The expected output is every entry that follows, reproduced exactly.
[Start of Attachment]
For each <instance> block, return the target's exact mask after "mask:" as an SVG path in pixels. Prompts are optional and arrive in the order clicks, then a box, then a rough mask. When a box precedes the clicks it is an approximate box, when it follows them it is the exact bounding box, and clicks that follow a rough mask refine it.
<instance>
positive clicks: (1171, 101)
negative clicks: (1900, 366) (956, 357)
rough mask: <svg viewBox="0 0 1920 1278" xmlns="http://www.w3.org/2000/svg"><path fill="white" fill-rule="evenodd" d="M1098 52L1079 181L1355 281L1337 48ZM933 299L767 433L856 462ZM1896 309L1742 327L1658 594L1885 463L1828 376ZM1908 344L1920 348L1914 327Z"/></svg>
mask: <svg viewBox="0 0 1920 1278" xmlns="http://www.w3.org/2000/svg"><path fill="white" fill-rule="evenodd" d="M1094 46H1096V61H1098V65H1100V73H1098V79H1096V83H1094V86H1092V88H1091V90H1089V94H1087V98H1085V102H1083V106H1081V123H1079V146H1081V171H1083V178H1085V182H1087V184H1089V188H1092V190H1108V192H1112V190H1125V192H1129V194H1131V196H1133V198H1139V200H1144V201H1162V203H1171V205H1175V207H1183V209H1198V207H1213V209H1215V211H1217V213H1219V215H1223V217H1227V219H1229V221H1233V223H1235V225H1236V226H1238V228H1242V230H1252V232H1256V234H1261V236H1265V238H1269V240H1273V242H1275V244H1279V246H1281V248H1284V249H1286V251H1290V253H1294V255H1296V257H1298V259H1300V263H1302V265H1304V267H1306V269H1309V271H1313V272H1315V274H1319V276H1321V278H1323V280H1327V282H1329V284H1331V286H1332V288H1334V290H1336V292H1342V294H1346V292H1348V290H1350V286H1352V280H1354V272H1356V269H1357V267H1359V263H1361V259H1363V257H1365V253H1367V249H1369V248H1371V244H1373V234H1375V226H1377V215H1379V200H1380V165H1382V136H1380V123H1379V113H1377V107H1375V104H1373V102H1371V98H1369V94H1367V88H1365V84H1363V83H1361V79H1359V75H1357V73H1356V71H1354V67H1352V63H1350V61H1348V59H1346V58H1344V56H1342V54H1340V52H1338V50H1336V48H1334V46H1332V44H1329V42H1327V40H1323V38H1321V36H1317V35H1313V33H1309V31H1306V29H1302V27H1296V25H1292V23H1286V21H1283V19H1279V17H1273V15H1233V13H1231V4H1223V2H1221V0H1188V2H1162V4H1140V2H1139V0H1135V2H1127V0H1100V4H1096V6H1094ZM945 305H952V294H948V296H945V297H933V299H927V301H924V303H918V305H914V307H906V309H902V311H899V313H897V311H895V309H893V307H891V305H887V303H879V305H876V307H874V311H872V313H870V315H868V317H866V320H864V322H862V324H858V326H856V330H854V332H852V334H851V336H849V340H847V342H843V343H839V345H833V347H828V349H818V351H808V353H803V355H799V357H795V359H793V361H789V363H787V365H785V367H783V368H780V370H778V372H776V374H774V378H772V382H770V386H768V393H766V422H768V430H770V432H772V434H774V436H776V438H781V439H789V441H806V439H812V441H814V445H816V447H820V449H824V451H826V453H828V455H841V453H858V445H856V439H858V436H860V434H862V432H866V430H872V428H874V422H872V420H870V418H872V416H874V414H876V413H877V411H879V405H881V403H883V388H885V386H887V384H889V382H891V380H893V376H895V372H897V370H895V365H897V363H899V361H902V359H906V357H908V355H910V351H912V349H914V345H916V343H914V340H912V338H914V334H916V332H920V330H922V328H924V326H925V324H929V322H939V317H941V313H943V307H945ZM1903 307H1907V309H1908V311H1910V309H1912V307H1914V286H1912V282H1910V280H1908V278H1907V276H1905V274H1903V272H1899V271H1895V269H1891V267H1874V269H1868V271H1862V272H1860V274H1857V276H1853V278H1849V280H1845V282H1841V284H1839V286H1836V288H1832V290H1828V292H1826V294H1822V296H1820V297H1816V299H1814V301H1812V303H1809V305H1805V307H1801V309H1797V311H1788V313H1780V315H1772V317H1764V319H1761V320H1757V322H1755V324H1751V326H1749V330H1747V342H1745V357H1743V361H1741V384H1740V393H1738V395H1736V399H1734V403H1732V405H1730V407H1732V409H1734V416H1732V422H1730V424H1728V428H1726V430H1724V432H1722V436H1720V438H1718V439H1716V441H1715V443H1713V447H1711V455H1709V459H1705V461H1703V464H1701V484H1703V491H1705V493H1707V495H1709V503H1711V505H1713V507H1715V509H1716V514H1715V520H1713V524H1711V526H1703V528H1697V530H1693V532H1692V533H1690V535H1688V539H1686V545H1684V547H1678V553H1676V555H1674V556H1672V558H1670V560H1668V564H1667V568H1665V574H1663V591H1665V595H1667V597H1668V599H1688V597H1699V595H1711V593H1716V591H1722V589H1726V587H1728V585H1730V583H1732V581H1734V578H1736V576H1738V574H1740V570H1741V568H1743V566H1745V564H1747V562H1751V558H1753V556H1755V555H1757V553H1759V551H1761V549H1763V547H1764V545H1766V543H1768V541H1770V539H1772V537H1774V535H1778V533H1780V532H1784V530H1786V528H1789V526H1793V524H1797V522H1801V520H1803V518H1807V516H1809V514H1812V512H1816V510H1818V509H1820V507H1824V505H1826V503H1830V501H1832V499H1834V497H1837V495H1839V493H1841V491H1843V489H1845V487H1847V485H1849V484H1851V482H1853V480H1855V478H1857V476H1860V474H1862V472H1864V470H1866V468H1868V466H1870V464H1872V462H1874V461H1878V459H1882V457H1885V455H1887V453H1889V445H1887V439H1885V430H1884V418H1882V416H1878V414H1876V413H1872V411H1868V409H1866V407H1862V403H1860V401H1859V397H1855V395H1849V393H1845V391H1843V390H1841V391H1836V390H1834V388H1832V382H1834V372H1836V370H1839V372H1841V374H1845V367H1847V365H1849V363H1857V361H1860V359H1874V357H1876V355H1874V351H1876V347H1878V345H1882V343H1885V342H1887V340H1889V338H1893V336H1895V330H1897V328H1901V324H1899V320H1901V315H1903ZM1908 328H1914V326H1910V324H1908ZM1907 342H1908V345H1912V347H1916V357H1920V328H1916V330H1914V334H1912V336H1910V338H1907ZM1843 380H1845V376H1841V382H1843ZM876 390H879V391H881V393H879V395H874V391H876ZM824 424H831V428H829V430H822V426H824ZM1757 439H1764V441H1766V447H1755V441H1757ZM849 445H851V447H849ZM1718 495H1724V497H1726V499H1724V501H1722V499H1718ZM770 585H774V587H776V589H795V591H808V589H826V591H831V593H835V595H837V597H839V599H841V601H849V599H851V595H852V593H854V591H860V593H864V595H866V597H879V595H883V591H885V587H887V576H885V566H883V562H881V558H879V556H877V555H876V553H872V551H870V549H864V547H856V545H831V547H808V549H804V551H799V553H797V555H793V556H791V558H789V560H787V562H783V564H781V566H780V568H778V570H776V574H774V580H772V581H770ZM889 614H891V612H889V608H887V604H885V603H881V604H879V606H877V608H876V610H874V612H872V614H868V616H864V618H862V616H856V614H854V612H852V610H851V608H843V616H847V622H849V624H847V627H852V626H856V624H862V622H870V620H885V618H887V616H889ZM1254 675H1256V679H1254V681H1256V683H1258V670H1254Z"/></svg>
[End of Attachment]
Output for this task
For each <instance> block, return the target's exact mask after "mask:" as an SVG path in pixels. Prompts are optional and arrive in the order clicks, then a box, then a rough mask. When a box precedes the clicks it is an approximate box, when it follows them it is the exact bounding box, and clicks that follow a rough mask refine it.
<instance>
positive clicks: (1171, 101)
negative clicks: (1900, 366) (956, 357)
rough mask: <svg viewBox="0 0 1920 1278" xmlns="http://www.w3.org/2000/svg"><path fill="white" fill-rule="evenodd" d="M1098 52L1079 181L1355 281L1337 48ZM933 299L767 433L856 462ZM1896 309L1742 327L1658 594L1885 463L1828 376ZM1908 344L1920 348L1914 327Z"/></svg>
mask: <svg viewBox="0 0 1920 1278" xmlns="http://www.w3.org/2000/svg"><path fill="white" fill-rule="evenodd" d="M1094 46H1096V61H1098V65H1100V73H1098V79H1096V83H1094V86H1092V88H1091V90H1089V94H1087V98H1085V102H1083V106H1081V123H1079V146H1081V171H1083V178H1085V182H1087V184H1089V188H1092V190H1108V192H1112V190H1125V192H1129V194H1131V196H1133V198H1139V200H1144V201H1162V203H1171V205H1175V207H1183V209H1198V207H1213V209H1215V211H1217V213H1219V215H1223V217H1227V219H1229V221H1233V223H1235V225H1236V226H1238V228H1242V230H1252V232H1256V234H1261V236H1265V238H1269V240H1273V242H1275V244H1279V246H1281V248H1284V249H1286V251H1290V253H1294V255H1296V257H1298V259H1300V263H1302V265H1304V267H1306V269H1309V271H1313V272H1315V274H1319V276H1321V278H1323V280H1327V282H1329V284H1331V286H1332V288H1334V290H1336V292H1342V294H1346V292H1348V290H1350V286H1352V280H1354V272H1356V269H1357V267H1359V263H1361V259H1363V257H1365V253H1367V249H1369V248H1371V244H1373V234H1375V226H1377V215H1379V200H1380V165H1382V136H1380V123H1379V113H1377V107H1375V104H1373V102H1371V98H1369V94H1367V88H1365V84H1363V83H1361V79H1359V75H1357V73H1356V71H1354V67H1352V63H1350V61H1348V59H1346V58H1344V56H1342V54H1340V52H1338V50H1336V48H1334V46H1332V44H1329V42H1327V40H1323V38H1321V36H1317V35H1313V33H1309V31H1306V29H1302V27H1296V25H1292V23H1286V21H1283V19H1279V17H1273V15H1233V13H1231V4H1223V2H1221V0H1188V2H1162V4H1140V2H1139V0H1135V2H1127V0H1100V4H1096V6H1094ZM945 305H952V294H948V296H945V297H933V299H927V301H924V303H918V305H914V307H906V309H902V311H899V313H897V311H895V309H893V307H891V305H887V303H879V305H876V307H874V311H872V313H870V315H868V317H866V320H864V322H862V324H858V326H856V330H854V332H852V334H851V336H849V340H847V342H843V343H839V345H833V347H828V349H818V351H808V353H803V355H799V357H795V359H793V361H789V363H787V365H785V367H783V368H780V370H778V372H776V374H774V378H772V382H770V386H768V393H766V422H768V430H770V432H772V434H774V436H776V438H781V439H789V441H806V439H812V441H814V445H816V447H820V449H824V451H826V453H828V455H841V453H858V445H856V439H858V436H860V434H862V432H866V430H872V428H874V422H872V420H870V418H872V416H874V414H876V413H877V411H879V405H881V403H883V388H885V386H887V384H889V382H891V380H893V376H895V372H897V370H895V365H897V363H899V361H902V359H906V357H908V355H910V351H912V349H914V345H916V343H914V340H912V338H914V334H916V332H920V330H922V328H924V326H925V324H929V322H939V317H941V313H943V307H945ZM1903 307H1907V309H1908V311H1910V309H1912V307H1914V286H1912V282H1910V280H1908V278H1907V276H1905V274H1903V272H1899V271H1895V269H1891V267H1874V269H1868V271H1862V272H1860V274H1857V276H1853V278H1849V280H1845V282H1841V284H1839V286H1836V288H1832V290H1828V292H1826V294H1822V296H1820V297H1816V299H1814V301H1812V303H1809V305H1805V307H1801V309H1797V311H1788V313H1780V315H1772V317H1764V319H1761V320H1757V322H1755V324H1751V326H1749V330H1747V342H1745V357H1743V361H1741V384H1740V393H1738V395H1736V399H1734V403H1732V405H1730V407H1732V409H1734V416H1732V422H1730V424H1728V428H1726V430H1724V432H1722V436H1720V438H1718V439H1716V441H1715V443H1713V447H1711V455H1709V459H1705V461H1703V464H1701V484H1703V491H1705V493H1707V495H1709V503H1711V505H1713V507H1715V509H1716V514H1715V520H1713V524H1711V526H1703V528H1697V530H1693V532H1692V533H1690V535H1688V539H1686V545H1684V547H1678V553H1676V555H1674V556H1672V558H1670V560H1668V564H1667V568H1665V574H1663V591H1665V595H1667V597H1668V599H1688V597H1699V595H1711V593H1716V591H1722V589H1726V587H1728V585H1730V583H1732V581H1734V578H1736V576H1738V574H1740V570H1741V568H1743V566H1745V564H1747V562H1751V558H1753V556H1755V555H1757V553H1759V551H1761V549H1763V547H1764V545H1766V543H1768V541H1770V539H1772V537H1774V535H1778V533H1780V532H1784V530H1786V528H1789V526H1793V524H1797V522H1801V520H1803V518H1807V516H1809V514H1812V512H1816V510H1818V509H1820V507H1824V505H1826V503H1830V501H1832V499H1834V497H1837V495H1839V493H1841V491H1843V489H1845V487H1847V485H1849V484H1851V482H1853V480H1855V478H1857V476H1860V474H1862V472H1864V470H1866V468H1868V466H1870V464H1872V462H1874V461H1878V459H1882V457H1885V455H1887V453H1889V445H1887V439H1885V430H1884V418H1882V416H1878V414H1876V413H1872V411H1868V409H1866V407H1862V403H1860V401H1859V397H1855V395H1849V393H1845V391H1843V390H1841V391H1836V390H1834V388H1832V382H1834V372H1836V370H1839V372H1841V374H1845V367H1847V365H1849V363H1857V361H1860V359H1874V357H1876V355H1874V351H1876V347H1878V345H1882V343H1885V342H1887V340H1889V338H1893V336H1895V330H1897V328H1901V324H1899V320H1901V315H1903ZM1908 328H1914V326H1910V324H1908ZM1907 342H1908V345H1912V347H1916V357H1920V328H1916V330H1914V334H1912V336H1910V338H1907ZM1843 380H1845V376H1841V382H1843ZM876 390H879V391H881V393H879V395H874V391H876ZM824 424H831V428H829V430H822V426H824ZM1757 439H1764V441H1766V447H1755V441H1757ZM849 445H851V447H849ZM1718 495H1724V497H1726V499H1724V501H1722V499H1718ZM770 585H774V587H776V589H795V591H808V589H826V591H831V593H835V595H837V597H839V599H841V601H849V599H851V595H852V593H854V591H860V593H864V595H866V597H879V595H883V591H885V587H887V576H885V566H883V562H881V558H879V556H877V555H876V553H872V551H870V549H864V547H856V545H831V547H808V549H804V551H799V553H797V555H793V556H791V558H789V560H787V562H783V564H781V566H780V568H778V570H776V574H774V580H772V581H770ZM889 614H891V612H889V608H887V604H885V603H881V604H879V606H877V608H876V610H874V612H872V614H868V616H864V618H862V616H856V614H854V612H852V610H851V608H843V616H847V622H849V624H847V627H852V626H856V624H862V622H870V620H885V618H887V616H889ZM1254 675H1256V679H1254V681H1256V683H1258V670H1254Z"/></svg>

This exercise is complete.